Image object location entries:
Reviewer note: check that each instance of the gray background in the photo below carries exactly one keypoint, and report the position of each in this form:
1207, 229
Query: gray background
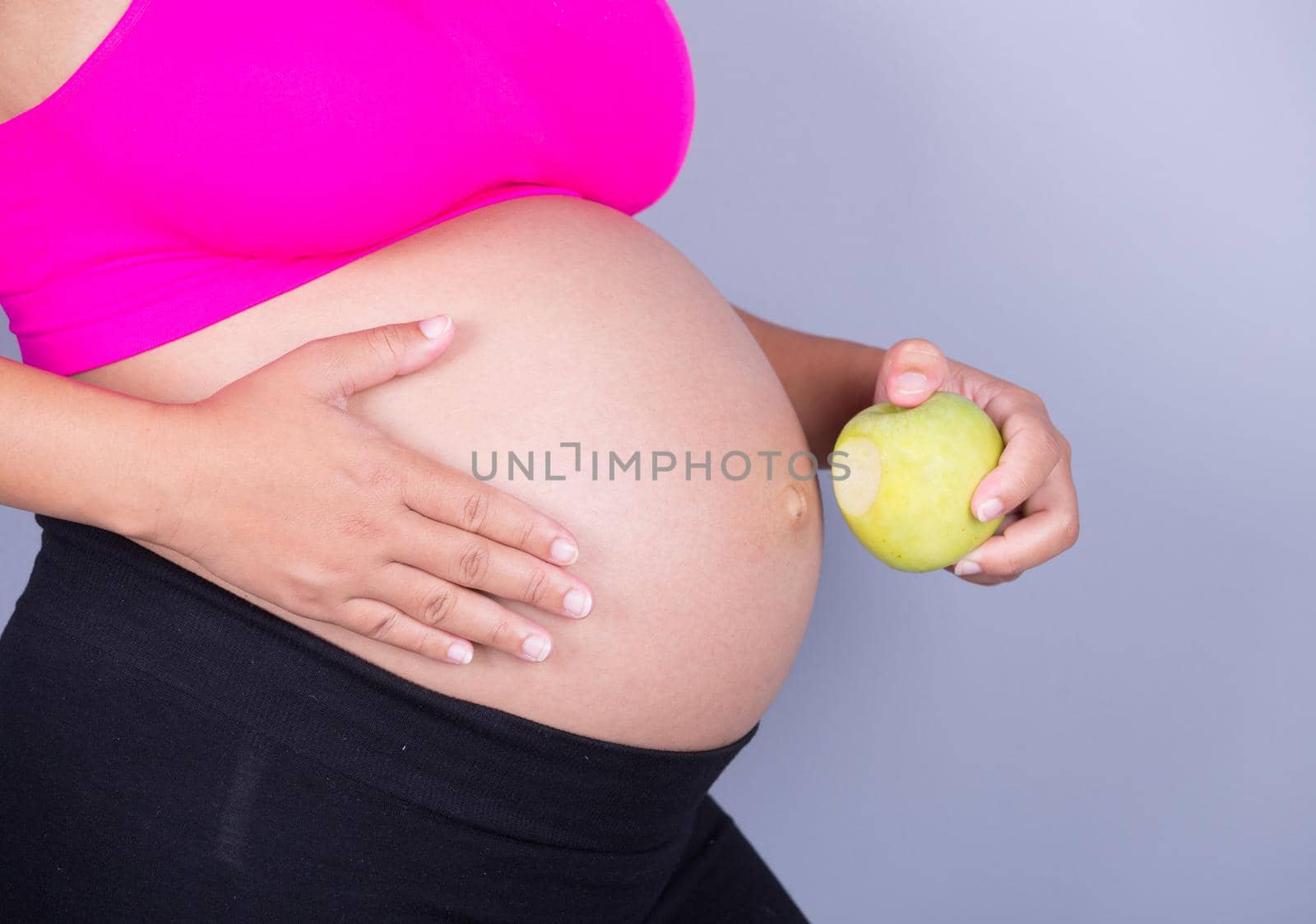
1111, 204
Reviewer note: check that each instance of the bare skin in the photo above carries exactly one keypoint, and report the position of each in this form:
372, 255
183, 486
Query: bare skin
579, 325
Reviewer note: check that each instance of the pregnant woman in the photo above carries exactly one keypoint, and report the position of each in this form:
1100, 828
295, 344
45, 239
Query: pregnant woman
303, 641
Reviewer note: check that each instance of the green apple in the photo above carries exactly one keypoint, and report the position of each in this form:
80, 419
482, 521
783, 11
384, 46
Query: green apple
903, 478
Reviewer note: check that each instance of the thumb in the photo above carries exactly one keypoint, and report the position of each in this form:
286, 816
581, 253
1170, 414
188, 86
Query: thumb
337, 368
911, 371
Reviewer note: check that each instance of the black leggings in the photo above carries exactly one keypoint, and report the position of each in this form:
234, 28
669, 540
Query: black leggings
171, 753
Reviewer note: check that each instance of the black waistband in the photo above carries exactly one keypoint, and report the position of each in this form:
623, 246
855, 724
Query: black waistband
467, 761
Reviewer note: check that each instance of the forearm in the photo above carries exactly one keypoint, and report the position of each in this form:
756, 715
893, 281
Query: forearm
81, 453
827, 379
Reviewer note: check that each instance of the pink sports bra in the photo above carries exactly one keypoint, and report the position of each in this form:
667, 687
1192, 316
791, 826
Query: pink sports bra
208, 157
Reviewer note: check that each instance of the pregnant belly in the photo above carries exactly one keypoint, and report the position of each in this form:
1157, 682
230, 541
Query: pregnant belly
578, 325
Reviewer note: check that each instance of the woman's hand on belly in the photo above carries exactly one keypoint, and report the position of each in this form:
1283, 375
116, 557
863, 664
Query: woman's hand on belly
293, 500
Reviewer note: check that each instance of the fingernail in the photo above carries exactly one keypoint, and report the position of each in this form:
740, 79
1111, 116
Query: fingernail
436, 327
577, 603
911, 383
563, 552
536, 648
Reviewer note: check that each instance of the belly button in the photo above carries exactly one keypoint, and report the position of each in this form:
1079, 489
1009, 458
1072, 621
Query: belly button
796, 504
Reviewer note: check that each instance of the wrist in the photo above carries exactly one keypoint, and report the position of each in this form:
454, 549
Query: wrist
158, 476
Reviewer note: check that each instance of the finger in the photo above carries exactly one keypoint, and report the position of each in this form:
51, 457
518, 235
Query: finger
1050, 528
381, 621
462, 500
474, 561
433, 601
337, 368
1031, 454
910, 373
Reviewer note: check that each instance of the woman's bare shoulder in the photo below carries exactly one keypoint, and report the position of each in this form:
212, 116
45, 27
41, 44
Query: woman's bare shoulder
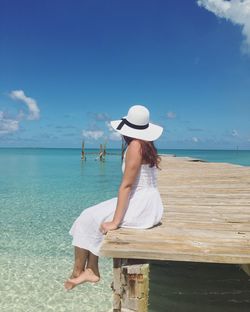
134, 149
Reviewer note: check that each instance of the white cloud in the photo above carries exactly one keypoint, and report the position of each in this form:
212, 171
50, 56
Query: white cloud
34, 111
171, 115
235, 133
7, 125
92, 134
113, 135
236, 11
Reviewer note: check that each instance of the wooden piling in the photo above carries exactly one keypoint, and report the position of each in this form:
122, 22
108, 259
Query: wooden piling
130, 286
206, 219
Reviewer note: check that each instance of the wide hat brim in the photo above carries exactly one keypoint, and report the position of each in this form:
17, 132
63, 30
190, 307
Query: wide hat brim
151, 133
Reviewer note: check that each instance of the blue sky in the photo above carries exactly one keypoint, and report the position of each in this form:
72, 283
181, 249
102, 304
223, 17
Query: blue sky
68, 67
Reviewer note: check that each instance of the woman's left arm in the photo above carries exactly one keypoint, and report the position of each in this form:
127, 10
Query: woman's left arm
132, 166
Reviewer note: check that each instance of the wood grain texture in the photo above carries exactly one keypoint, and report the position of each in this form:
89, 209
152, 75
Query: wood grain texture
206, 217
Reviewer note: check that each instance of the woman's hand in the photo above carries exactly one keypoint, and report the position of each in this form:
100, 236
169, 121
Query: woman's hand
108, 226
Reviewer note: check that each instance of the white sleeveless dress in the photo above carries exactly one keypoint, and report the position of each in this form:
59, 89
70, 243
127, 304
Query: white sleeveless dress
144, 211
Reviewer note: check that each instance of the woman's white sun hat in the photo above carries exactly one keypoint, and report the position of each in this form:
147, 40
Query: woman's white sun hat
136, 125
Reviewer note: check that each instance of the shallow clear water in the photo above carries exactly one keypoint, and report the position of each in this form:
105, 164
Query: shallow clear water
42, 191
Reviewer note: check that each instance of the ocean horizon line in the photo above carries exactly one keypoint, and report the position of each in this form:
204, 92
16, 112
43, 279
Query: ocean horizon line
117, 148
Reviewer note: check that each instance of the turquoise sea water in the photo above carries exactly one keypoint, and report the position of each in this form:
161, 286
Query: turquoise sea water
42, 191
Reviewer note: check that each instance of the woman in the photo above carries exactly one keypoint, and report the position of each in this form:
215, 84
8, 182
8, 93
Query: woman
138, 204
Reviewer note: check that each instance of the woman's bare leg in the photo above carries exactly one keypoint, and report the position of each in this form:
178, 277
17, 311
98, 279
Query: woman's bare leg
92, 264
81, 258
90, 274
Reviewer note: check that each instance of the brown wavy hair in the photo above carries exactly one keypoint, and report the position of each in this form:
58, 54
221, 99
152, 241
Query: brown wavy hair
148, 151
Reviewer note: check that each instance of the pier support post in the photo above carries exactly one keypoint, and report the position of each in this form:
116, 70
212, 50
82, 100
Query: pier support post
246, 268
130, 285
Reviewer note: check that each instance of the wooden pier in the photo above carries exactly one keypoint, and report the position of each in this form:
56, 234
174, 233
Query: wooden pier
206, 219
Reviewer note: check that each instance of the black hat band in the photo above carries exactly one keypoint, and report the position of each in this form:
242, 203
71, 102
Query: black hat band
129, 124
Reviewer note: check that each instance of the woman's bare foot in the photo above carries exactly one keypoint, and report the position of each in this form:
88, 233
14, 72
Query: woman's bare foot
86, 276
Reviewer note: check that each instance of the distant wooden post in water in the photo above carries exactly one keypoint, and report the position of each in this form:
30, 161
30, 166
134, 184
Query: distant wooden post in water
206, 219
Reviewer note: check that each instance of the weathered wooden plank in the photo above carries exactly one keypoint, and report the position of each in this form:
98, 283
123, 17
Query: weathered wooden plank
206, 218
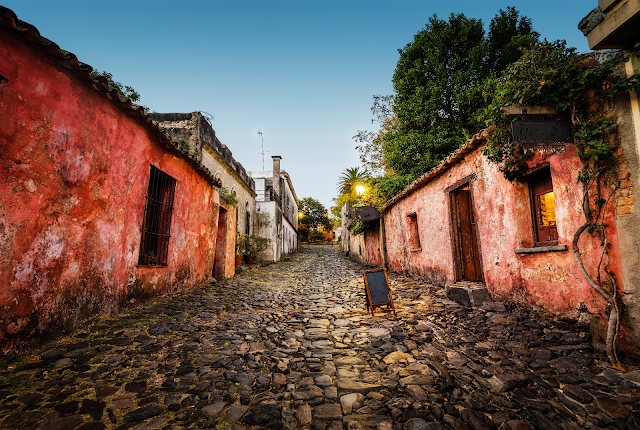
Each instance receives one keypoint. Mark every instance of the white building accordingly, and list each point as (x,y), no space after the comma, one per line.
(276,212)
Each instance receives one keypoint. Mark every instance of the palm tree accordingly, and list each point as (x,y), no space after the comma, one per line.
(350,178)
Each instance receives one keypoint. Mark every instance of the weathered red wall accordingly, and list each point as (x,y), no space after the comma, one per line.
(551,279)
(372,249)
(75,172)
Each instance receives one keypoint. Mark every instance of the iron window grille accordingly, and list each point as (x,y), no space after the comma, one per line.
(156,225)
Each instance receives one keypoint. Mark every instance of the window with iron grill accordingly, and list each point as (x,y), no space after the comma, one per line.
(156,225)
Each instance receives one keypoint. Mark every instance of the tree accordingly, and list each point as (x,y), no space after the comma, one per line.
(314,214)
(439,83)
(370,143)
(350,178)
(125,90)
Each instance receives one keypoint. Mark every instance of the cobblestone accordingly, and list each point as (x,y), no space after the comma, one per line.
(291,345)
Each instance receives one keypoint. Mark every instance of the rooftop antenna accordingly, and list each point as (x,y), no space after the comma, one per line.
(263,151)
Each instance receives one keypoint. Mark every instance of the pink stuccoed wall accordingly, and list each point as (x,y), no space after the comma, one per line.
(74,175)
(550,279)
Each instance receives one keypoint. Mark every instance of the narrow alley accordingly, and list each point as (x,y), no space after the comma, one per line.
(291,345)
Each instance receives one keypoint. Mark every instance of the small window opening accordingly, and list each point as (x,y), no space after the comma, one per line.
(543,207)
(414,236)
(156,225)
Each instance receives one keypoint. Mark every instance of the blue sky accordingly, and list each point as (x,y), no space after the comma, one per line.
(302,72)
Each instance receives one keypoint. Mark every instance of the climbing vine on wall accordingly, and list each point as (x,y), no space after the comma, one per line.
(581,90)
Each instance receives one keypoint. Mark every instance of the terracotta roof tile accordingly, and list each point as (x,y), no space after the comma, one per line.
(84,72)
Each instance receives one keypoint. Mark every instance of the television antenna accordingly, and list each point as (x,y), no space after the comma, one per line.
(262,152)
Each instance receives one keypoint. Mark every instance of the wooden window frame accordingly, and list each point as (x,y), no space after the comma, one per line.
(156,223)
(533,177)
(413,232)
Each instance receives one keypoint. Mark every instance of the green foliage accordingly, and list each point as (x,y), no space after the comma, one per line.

_TASK DESCRIPTION:_
Transcribe, word for word, every line from the one containing "of the television" through the final line of the entries, and nothing else.

_ANSWER FOR THIS EXERCISE:_
Each instance receives one keypoint. Mark every instance of the television antenna accordingly, and list each point as (x,y), no space after the comma, one per line.
(262,152)
Each instance receives one keypoint. Mark every instance of the wooden window frame accordingly, and list each point as (x,y), no space after the comma, one per line.
(156,223)
(533,177)
(413,232)
Each instance receives one keypoint. Mark every instance of the green foliage accordingly, and list each point as (x,y), no space after the comma, one per line.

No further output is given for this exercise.